Source extract:

The Walking Dead, Frank Darabont dir. (2010)
by Adam.
AMC’s motto is “Story Matters Here”, and with Mad Men consistently proving to be the best written and most entertaining show on television it’s a hard one to refute. This year’s first season of spy-drama Rubicon also proved to be engaging and well crafted, and I had high hopes for comic-book adaptation The Walking Dead. The first episode however, left something to be desired.
There has been a glut of zombie films, games, comics and books in the last few years (eclipsed (pun somewhat intended) only by the avalanche of vampire media). Arguably this makes things harder for a new show telling a similar story to develop its own character and stand out from the crowd: The Walking Dead‘s pilot fails.

[Stored items]
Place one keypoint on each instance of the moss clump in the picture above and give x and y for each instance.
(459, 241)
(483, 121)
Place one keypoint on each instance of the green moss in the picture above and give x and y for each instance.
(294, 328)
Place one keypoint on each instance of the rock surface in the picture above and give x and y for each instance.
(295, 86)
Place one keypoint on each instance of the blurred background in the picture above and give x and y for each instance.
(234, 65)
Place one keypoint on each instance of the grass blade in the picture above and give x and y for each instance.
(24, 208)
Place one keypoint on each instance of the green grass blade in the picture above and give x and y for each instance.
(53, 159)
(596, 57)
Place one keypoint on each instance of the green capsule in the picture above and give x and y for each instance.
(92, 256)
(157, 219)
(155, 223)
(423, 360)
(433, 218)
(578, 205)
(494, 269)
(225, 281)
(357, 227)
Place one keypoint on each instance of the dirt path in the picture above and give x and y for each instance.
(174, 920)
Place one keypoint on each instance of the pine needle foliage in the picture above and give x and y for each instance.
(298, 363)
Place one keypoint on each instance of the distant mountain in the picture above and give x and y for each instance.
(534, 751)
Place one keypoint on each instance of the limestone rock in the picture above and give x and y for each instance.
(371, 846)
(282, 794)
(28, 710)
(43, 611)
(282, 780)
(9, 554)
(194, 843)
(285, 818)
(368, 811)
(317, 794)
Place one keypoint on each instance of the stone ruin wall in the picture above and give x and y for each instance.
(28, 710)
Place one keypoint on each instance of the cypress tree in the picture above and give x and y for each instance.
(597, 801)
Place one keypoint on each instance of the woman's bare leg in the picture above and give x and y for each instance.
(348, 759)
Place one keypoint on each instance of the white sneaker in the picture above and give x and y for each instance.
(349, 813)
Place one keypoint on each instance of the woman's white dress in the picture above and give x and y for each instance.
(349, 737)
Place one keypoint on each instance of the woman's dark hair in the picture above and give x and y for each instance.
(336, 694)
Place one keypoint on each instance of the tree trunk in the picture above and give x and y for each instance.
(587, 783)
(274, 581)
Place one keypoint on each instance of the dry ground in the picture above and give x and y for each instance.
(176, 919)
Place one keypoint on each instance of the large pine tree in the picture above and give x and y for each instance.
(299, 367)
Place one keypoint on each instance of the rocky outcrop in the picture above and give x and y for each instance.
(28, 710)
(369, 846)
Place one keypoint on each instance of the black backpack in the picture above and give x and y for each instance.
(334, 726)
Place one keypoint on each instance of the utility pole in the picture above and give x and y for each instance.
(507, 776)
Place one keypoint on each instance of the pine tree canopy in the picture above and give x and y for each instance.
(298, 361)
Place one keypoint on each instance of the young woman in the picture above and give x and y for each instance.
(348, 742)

Activities:
• 1. Reproduce the part of the Walking Dead review that begins at "AMC’s motto is" and stops after "Dead‘s pilot fails.".
• 2. Carry on the Walking Dead review from the point where it ends.

Answers to the problems:
• 1.
AMC’s motto is “Story Matters Here”, and with Mad Men consistently proving to be the best written and most entertaining show on television it’s a hard one to refute. This year’s first season of spy-drama Rubicon also proved to be engaging and well crafted, and I had high hopes for comic-book adaptation The Walking Dead. The first episode however, left something to be desired.
There has been a glut of zombie films, games, comics and books in the last few years (eclipsed (pun somewhat intended) only by the avalanche of vampire media). Arguably this makes things harder for a new show telling a similar story to develop its own character and stand out from the crowd: The Walking Dead‘s pilot fails.

• 2.
Here is an hour’s worth of television comprised almost entirely of zombie movie cliches. When the show’s main character wakes up in a hospital and stumbles out into the newly post-plague world it’s difficult to see the whole 15 minute sequence as anything other than a giant homage to / steal from 28 Days Later. What follows is the requisite set of scenes where a couple of survivors hole up in an abandoned building and explain to our hero what has happened. It’s a scene we’ve all witnessed so many times that we could easily write it ourselves; which, of course, makes it wholly unnecessary. And what’s worse, the fact that not on character uses the Z-word is painfully contrived. The scriptwriters are seemingly so shy about calling their “walkers” what they are that entire scenes pass laboriously that could have been replaced by someone saying “Oh, it’s like those Romero movies.”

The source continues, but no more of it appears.